> **RECORDS PROVIDED**

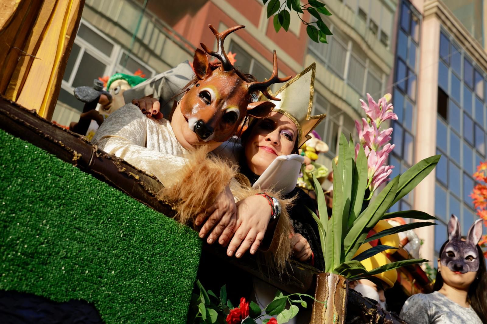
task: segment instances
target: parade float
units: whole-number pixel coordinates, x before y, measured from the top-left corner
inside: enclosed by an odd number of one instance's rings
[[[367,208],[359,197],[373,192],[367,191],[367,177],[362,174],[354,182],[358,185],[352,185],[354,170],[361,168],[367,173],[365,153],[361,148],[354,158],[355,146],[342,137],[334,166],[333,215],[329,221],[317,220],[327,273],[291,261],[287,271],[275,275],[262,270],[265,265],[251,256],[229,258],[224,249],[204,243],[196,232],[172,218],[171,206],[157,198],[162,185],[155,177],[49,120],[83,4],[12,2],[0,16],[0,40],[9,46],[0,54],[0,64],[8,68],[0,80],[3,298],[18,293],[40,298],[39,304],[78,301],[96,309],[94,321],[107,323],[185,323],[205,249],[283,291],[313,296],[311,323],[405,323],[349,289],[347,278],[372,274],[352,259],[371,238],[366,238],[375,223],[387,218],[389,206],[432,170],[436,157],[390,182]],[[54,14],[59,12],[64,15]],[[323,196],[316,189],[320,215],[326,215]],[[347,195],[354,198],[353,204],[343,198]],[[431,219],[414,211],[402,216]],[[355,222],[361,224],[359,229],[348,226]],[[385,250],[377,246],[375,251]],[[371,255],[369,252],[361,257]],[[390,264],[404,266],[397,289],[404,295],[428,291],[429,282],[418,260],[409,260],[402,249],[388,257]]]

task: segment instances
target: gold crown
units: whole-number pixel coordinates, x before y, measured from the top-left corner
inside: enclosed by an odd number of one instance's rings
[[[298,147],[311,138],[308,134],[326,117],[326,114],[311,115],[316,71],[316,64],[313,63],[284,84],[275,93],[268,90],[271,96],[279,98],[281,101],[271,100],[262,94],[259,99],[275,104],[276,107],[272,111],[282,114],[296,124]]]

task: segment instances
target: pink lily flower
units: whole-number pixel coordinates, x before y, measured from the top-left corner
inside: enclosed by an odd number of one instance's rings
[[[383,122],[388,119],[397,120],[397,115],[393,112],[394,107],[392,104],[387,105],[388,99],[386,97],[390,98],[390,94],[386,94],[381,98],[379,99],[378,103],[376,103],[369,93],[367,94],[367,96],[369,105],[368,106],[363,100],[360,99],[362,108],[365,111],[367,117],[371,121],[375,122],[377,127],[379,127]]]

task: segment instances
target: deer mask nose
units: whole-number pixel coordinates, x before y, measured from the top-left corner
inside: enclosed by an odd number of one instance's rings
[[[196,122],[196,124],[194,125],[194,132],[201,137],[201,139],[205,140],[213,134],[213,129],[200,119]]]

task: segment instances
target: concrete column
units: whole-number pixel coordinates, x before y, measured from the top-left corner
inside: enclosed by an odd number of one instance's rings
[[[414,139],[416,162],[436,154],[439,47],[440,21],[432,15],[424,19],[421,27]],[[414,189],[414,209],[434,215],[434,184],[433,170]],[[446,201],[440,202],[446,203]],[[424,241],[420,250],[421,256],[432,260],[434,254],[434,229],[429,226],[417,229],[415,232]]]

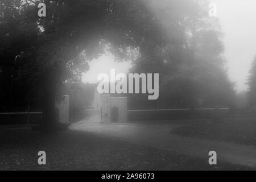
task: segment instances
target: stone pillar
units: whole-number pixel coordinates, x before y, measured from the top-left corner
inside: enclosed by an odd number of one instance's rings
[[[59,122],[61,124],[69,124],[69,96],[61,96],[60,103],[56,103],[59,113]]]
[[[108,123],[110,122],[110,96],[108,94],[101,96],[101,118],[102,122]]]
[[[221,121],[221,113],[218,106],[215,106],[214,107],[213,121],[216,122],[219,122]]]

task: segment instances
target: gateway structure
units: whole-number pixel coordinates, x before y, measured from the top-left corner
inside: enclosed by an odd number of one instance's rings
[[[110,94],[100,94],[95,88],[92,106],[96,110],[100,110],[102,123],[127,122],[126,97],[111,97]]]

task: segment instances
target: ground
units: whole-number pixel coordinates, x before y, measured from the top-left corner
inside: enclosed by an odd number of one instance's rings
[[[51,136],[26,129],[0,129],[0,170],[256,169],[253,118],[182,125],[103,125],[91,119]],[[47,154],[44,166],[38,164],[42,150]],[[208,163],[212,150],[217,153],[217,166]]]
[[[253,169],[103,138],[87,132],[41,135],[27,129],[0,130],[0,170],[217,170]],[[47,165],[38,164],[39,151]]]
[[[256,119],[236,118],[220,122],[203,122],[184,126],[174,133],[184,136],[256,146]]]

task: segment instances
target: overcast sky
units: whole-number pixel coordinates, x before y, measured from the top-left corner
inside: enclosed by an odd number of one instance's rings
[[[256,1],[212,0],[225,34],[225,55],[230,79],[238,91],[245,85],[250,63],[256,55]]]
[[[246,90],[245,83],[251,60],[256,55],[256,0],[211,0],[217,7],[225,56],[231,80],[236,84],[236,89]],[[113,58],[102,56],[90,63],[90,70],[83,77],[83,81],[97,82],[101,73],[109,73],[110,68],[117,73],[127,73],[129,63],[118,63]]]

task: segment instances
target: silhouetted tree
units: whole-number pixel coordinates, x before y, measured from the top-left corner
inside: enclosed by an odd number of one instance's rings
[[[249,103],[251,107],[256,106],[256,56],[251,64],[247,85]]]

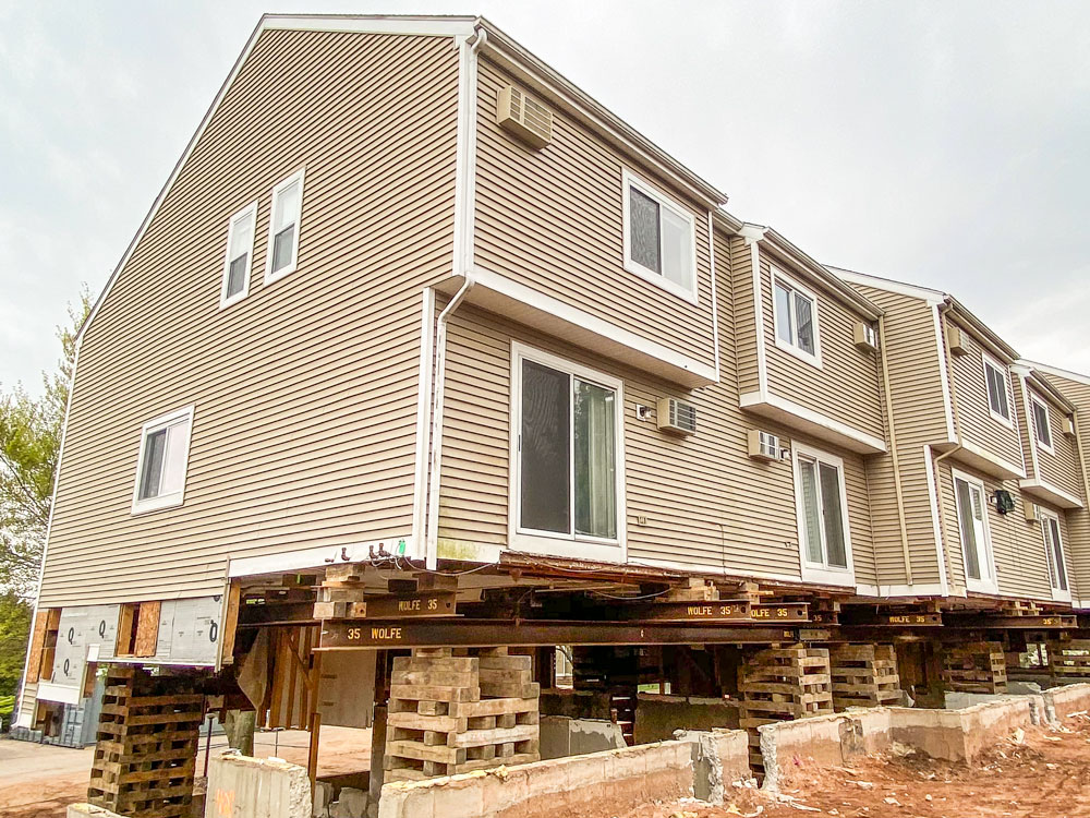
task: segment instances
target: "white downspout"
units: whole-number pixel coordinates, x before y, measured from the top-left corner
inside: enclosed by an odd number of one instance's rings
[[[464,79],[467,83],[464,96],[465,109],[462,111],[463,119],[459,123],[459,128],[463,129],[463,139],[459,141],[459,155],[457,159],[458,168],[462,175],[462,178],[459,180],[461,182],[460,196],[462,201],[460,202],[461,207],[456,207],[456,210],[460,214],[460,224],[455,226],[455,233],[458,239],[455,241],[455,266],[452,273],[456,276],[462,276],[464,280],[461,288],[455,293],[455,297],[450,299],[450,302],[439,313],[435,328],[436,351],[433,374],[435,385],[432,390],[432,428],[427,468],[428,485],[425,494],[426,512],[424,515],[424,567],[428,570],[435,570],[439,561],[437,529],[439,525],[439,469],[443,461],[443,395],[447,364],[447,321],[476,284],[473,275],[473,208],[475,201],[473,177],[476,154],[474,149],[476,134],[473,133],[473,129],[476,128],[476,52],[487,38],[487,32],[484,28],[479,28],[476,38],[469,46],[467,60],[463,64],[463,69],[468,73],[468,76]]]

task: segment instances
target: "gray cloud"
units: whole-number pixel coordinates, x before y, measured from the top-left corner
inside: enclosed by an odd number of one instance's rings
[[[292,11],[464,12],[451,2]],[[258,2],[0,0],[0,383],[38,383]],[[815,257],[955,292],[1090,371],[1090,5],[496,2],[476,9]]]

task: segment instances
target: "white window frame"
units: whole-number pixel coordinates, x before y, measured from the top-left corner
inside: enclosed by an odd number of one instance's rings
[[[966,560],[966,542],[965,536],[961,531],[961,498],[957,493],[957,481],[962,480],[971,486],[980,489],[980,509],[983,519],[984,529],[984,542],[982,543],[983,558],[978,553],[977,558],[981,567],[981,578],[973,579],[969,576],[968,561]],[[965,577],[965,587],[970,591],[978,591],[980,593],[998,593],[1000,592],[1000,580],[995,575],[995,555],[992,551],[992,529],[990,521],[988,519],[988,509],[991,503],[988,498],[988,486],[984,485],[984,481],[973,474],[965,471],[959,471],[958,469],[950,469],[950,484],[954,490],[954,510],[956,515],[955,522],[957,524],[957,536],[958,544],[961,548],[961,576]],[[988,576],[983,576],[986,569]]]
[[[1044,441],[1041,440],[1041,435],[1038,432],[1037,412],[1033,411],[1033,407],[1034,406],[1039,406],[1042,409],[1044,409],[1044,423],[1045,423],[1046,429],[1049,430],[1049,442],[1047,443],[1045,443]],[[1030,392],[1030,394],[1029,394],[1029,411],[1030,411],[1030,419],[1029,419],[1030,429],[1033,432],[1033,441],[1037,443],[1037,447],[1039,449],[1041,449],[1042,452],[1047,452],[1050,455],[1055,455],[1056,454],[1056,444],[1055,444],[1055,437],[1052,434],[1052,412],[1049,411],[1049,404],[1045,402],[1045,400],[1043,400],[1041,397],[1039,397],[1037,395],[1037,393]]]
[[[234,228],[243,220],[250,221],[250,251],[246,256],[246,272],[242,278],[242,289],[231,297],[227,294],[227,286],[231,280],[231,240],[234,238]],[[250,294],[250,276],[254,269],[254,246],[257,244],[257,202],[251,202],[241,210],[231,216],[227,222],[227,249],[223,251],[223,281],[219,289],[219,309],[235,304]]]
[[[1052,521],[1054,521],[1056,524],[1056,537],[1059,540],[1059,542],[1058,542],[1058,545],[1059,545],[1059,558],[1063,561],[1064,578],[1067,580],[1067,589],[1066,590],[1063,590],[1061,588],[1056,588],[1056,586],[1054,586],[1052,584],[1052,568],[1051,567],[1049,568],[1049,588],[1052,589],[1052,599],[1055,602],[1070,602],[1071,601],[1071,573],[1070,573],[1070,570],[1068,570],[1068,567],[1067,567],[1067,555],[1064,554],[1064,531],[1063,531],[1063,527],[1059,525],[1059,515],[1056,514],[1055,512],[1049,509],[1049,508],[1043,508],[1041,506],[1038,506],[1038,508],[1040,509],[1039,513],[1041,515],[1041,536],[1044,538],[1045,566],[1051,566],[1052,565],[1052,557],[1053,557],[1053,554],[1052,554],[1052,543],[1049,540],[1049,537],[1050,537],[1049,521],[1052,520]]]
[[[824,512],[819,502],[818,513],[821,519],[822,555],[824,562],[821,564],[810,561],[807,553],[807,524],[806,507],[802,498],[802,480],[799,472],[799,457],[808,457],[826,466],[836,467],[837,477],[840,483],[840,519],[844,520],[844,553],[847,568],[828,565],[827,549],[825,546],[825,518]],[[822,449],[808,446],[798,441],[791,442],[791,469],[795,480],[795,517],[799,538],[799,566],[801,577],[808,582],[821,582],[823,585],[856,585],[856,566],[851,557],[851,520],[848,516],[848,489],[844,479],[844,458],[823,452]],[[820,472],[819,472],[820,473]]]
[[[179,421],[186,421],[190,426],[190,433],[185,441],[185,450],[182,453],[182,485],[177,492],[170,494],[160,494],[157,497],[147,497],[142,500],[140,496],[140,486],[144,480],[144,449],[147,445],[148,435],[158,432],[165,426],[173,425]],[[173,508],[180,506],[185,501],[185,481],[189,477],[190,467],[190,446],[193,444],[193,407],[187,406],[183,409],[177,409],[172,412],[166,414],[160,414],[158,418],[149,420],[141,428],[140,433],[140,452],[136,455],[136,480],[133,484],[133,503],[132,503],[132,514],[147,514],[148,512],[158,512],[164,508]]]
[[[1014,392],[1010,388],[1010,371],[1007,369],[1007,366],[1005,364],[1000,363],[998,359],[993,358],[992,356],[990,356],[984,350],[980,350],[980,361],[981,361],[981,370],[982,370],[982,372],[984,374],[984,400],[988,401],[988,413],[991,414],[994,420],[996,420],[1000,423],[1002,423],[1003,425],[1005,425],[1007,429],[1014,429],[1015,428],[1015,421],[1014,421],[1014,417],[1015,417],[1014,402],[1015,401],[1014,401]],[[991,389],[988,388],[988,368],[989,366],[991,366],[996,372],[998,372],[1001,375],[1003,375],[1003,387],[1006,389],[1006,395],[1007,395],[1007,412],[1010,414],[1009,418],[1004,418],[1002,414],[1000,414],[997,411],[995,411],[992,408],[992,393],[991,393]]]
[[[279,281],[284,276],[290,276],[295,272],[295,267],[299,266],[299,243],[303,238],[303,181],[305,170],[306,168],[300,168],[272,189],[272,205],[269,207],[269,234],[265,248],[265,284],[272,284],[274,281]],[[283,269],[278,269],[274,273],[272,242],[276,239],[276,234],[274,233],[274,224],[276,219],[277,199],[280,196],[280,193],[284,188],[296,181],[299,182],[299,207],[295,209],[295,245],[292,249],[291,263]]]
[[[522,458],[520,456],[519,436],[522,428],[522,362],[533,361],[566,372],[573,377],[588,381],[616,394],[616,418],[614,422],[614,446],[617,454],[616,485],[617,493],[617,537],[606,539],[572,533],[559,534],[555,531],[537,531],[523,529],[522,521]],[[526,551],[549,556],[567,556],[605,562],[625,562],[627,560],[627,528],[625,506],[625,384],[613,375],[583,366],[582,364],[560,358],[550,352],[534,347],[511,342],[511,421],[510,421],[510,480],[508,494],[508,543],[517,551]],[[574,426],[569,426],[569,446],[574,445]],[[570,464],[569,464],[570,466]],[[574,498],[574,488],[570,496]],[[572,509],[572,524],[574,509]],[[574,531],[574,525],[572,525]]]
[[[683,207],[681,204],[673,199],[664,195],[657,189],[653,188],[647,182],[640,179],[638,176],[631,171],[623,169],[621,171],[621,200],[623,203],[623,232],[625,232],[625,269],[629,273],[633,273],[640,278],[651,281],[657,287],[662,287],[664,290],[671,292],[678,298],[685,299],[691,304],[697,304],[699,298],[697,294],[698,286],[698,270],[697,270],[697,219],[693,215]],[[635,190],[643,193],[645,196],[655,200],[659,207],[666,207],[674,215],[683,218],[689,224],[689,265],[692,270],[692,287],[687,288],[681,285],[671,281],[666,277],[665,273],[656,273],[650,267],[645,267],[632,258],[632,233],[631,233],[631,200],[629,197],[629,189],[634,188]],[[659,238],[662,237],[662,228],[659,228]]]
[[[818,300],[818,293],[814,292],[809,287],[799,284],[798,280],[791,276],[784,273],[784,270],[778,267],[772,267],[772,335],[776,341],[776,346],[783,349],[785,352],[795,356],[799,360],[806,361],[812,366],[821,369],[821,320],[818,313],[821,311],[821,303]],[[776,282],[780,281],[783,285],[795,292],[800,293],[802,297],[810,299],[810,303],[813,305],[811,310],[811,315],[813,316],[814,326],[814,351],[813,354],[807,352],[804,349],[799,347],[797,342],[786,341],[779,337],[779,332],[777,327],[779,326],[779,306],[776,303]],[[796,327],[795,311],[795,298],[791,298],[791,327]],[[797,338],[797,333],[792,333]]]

> **PROMPT**
Return every line above that contains the word "white", copying each one in full.

> **ANSWER TO THIS EXERCISE**
target: "white downspout"
target: "white window frame"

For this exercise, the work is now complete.